START DATA SECTION
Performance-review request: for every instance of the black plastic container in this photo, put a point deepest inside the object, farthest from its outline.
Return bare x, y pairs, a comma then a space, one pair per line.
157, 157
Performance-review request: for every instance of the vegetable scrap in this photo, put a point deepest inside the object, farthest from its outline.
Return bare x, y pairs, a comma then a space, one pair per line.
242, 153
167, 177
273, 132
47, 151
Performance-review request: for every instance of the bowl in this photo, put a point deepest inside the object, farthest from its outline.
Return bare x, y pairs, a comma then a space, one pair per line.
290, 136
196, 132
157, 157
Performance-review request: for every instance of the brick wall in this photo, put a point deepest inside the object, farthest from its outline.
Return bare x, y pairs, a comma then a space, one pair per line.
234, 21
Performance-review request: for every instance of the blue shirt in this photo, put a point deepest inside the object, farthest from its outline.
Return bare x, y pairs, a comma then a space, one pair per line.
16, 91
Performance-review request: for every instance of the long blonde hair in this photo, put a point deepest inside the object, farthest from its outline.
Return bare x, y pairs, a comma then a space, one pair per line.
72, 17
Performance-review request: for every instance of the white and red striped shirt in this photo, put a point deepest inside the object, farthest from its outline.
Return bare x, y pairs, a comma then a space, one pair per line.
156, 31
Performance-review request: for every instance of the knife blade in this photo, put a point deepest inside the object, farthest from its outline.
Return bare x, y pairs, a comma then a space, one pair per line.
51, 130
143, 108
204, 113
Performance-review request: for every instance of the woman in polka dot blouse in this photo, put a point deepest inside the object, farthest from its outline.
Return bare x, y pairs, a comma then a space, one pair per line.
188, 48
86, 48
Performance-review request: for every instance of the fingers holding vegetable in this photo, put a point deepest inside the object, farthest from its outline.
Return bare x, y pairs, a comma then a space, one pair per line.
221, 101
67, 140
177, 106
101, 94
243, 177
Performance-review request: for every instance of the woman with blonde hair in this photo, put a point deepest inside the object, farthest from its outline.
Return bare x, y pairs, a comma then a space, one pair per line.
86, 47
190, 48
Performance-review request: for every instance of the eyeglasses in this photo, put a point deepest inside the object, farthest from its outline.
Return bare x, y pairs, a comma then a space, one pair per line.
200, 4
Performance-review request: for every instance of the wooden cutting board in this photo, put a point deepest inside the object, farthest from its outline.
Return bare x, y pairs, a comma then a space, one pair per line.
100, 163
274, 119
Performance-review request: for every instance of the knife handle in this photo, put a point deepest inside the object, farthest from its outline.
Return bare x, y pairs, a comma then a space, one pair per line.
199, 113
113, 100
END DATA SECTION
■ **REQUIREMENT**: Copy only the stretch running from the line containing "the knife blade" to the final line of the entries, both ends included, exactly as it stands.

■ **PROBLEM SOLUTION**:
Performance-review request: for every instance of the knife blade in this photo, put a point deepest inside the object, farthest from its outline.
Return bare x, y pairs, a comma then a space, one pair per line.
51, 130
143, 108
204, 113
Performance-review request: for every instance of the woman in polka dot blouse in this photo, put a point deepest inside the object, farthest from its outline.
Return bare x, y pairs, a comma then a space, one pair per line.
188, 48
86, 48
Performance-review request: for every instance of the fingers holding vegetable in this photo, put a point deepest inside the object, farthest from its outline.
Return bare x, y pairs, a comma then a space, one pair per line.
221, 101
67, 140
177, 106
101, 94
243, 177
Performance-review request: for every instance of the woman with blonde hair in this photo, put a point deepest inside the object, farthest from its outline.
Return bare x, y pairs, a comma then a space, one pair per line.
86, 47
190, 48
Performance-review request: for every instance of the eyeglasses in this photo, put a point deepest inside the object, farthest from its outline.
Return bare x, y pairs, a comma then a space, one pair per line.
200, 4
Performance-review request: for every instance of the wooden cutting board in this photo, put a point deepest inside the object, farthest from its outline.
Return bare x, y pairs, a comma then a space, one pair per line.
100, 163
274, 119
Performance-review request: for every instance of the knife handle in this photo, put a point deepest inside the object, farthest from its outline.
Return bare x, y pairs, a comma then a space, one pair per line.
199, 113
113, 100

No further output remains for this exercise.